■ WHAT THE TASK REQUIRES
Line by line, transcribe the records exactly.
── MATERIAL SHOWN
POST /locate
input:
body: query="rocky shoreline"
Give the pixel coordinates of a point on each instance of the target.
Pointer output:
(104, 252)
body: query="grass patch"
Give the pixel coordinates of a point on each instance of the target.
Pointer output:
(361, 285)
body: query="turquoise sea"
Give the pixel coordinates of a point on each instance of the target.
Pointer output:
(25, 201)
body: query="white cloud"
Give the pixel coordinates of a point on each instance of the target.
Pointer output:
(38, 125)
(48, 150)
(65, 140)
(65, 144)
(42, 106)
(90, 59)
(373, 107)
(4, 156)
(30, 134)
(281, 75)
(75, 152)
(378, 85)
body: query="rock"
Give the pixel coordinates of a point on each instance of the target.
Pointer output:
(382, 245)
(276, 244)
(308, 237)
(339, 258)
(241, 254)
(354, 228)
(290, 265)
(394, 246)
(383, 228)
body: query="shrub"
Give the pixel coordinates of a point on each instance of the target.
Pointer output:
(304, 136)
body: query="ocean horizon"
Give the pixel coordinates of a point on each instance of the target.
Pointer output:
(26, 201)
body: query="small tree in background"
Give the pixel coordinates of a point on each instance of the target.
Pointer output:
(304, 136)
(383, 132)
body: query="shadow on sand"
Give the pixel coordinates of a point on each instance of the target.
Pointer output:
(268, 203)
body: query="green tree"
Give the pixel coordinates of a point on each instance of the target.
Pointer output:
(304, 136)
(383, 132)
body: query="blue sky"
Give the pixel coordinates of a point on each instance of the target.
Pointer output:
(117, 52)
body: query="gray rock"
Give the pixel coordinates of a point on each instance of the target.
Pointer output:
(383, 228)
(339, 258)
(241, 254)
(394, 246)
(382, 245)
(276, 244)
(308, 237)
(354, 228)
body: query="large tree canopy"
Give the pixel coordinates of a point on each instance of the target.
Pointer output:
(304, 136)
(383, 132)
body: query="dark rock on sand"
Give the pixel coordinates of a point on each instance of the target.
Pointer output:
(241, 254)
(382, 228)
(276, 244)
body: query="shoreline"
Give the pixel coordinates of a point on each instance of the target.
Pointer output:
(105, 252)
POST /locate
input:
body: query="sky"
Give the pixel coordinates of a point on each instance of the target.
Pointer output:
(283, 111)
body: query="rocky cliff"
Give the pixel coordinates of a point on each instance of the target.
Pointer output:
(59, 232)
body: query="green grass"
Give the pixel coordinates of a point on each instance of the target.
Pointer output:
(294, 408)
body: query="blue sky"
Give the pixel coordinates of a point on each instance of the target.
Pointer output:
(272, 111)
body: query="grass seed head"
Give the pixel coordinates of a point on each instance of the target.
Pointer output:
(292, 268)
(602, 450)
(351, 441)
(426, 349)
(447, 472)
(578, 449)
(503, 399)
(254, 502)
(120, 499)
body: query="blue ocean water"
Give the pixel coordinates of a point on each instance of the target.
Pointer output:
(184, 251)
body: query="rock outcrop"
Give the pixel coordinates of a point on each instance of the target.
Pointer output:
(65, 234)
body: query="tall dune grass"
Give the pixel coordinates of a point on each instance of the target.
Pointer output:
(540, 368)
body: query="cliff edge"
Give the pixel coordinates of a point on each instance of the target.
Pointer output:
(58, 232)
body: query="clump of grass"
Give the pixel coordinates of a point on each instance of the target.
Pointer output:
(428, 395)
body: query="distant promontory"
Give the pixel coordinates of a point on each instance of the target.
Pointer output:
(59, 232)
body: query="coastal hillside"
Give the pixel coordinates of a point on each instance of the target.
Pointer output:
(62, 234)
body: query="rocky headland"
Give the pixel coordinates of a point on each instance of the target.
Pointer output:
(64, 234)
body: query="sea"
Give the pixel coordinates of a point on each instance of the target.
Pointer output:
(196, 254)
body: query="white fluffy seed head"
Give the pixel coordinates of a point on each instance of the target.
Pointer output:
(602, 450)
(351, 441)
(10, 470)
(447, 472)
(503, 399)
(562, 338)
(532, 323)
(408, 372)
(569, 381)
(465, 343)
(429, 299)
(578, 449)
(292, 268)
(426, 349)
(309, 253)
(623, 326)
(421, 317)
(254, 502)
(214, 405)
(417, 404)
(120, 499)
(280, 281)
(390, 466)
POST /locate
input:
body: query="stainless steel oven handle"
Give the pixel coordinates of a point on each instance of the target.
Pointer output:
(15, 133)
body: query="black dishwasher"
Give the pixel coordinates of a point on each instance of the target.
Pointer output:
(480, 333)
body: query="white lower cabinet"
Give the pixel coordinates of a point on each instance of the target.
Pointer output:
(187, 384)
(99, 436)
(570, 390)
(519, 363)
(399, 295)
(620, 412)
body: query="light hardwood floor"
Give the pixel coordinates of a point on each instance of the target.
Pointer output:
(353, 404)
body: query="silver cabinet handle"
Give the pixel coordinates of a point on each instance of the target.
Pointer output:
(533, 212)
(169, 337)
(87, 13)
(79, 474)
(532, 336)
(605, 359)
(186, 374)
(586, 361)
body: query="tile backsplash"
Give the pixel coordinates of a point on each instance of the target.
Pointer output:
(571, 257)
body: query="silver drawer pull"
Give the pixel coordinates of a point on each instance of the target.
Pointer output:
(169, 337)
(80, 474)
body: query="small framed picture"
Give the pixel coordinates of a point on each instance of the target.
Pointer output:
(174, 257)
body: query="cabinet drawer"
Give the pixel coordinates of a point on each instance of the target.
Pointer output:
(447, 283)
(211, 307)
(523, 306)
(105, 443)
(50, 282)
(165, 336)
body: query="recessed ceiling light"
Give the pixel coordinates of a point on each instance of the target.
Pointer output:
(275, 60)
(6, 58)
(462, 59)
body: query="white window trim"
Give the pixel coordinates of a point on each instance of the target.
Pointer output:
────
■ TASK SOLUTION
POST /locate
input:
body: query="rocky shoreline"
Give the pixel coordinates of a point on each instance of the target.
Pointer output:
(104, 252)
body: query="grass patch"
Give the pixel coordinates of a point on each instance of the target.
Pointer output:
(361, 285)
body: query="turquoise sea"
Give the pixel coordinates of a point on each instance of the target.
Pointer output:
(25, 201)
body: query="white cloud"
Give the pixel coordinates of a point on each instance of the target.
Pointer output:
(38, 125)
(48, 150)
(65, 140)
(65, 144)
(42, 106)
(90, 59)
(373, 107)
(4, 156)
(30, 134)
(281, 75)
(75, 152)
(378, 85)
body: query="rock"
Give the pixel coordinates of a point on each instance of the target.
Pointer output:
(382, 245)
(276, 244)
(308, 237)
(339, 258)
(241, 254)
(354, 228)
(290, 265)
(394, 246)
(383, 228)
body: query="shrub"
Give the pixel coordinates of a point on each instance of the target.
Pointer output:
(304, 136)
body: query="ocean horizon"
Give the pixel coordinates of a point on each instance of the target.
Pointer output:
(26, 201)
body: query="small tree in background"
Give the pixel coordinates of a point on each instance of the target.
Pointer output:
(304, 136)
(383, 132)
body: query="shadow on sand"
Give the pixel coordinates of a point on each instance of the target.
Pointer output:
(268, 203)
body: query="green tree"
Give the pixel coordinates of a point on each instance of the target.
Pointer output:
(304, 136)
(383, 132)
body: query="blue sky"
Give the pixel coordinates of a point on each instance of the target.
Pointer output:
(117, 52)
body: query="gray rock"
Give the pixel coordinates of a point on each instance of the target.
Pointer output:
(383, 228)
(339, 258)
(241, 254)
(394, 246)
(382, 245)
(276, 244)
(308, 237)
(354, 228)
body: query="large tree canopy"
Give the pixel coordinates of a point on each instance of the target.
Pointer output:
(304, 136)
(383, 132)
body: query="dark rock on sand"
Give the pixel coordinates of a point on each instance of the target.
Pointer output:
(241, 254)
(382, 228)
(276, 244)
body: query="shoreline"
Give the pixel coordinates of a point on each instance of the target.
Pointer output:
(105, 252)
POST /locate
input:
body: query="sky"
Give the pixel coordinates of a point on each instance of the target.
Pointer output:
(283, 111)
body: query="rocky cliff"
Give the pixel coordinates of a point on each instance of the target.
Pointer output:
(59, 232)
body: query="green grass"
Give the pixel coordinates of a point on each instance of the target.
Pointer output:
(294, 408)
body: query="blue sky"
Give the pixel coordinates of a point on each instance of the target.
Pointer output:
(272, 111)
body: query="grass seed head"
Give the pixel coordinates of a point on each instance of the target.
Pointer output:
(292, 268)
(602, 450)
(351, 441)
(426, 349)
(447, 472)
(578, 449)
(503, 399)
(254, 502)
(120, 499)
body: query="blue ocean water"
Give the pixel coordinates of a point on each instance of the target.
Pointer output:
(184, 251)
body: query="rock outcrop"
Give the pixel coordinates of a point on each instance of the target.
Pointer output:
(65, 234)
body: query="tall dune grass"
Give the pixel coordinates of a point on each instance of the target.
Pointer output:
(540, 368)
body: query="cliff edge"
Give the pixel coordinates of a point on each instance of the target.
Pointer output:
(58, 232)
body: query="clump of grass"
Give the pixel coordinates of a point on each instance of the target.
Pointer output:
(428, 395)
body: query="distant promontory"
Give the pixel coordinates of a point on each instance of the target.
Pointer output:
(59, 232)
body: query="coastal hillside"
Give the pixel coordinates of a point on each instance of the target.
Pointer output:
(62, 234)
body: query="rocky headland"
Give the pixel coordinates of a point on each instance of the target.
Pointer output:
(64, 234)
body: query="sea"
Give the pixel coordinates of a point on each instance of the target.
Pointer output:
(196, 254)
body: query="white fluffy seed head"
Give the pixel coordinates of a point on each instance of the target.
Pointer output:
(602, 450)
(351, 441)
(10, 470)
(447, 472)
(503, 399)
(562, 338)
(532, 323)
(408, 372)
(569, 381)
(465, 343)
(429, 299)
(578, 449)
(292, 268)
(426, 349)
(309, 253)
(623, 326)
(421, 317)
(254, 502)
(214, 405)
(417, 404)
(120, 499)
(280, 281)
(390, 466)
POST /locate
input:
body: query="stainless steel oven handle"
Give the pixel coordinates of a point on each instance of the target.
Pointer output:
(15, 133)
body: query="black dishwasher"
Give the pixel coordinates of a point on each instance of the target.
Pointer output:
(480, 333)
body: query="white lower cabinet"
Give the pixel coordinates of a point on each instance of the target.
Pointer output:
(187, 384)
(99, 436)
(570, 390)
(519, 363)
(399, 295)
(620, 412)
body: query="light hardwood floor"
Give the pixel coordinates of a point on each instance of the target.
Pointer output:
(353, 404)
body: query="silver cabinet handle"
Give the pixel coordinates of a point on each instance of the target.
Pointer output:
(533, 212)
(169, 337)
(87, 13)
(79, 474)
(532, 336)
(605, 359)
(186, 374)
(586, 361)
body: query="tile backsplash"
Give the pixel coordinates of a point on each instance of the target.
Pointer output:
(571, 257)
body: query="silver drawer pull"
Give the pixel coordinates of a point on each instance of the target.
Pointer output:
(169, 337)
(80, 474)
body: query="small framed picture"
Give the pixel coordinates of a point on each instance of the target.
Pointer output:
(174, 257)
body: query="cabinet drawer"
Give the pixel coordinates of a point on each instance of the target.
Pointer output:
(447, 283)
(211, 307)
(523, 306)
(105, 443)
(50, 282)
(165, 336)
body: query="recessed ceiling light"
Give the pixel coordinates of a point on each instance of the target.
Pointer output:
(275, 60)
(6, 58)
(462, 59)
body: query="white window trim"
Give the pixel coordinates of a point on each instance of the target.
Pointer output:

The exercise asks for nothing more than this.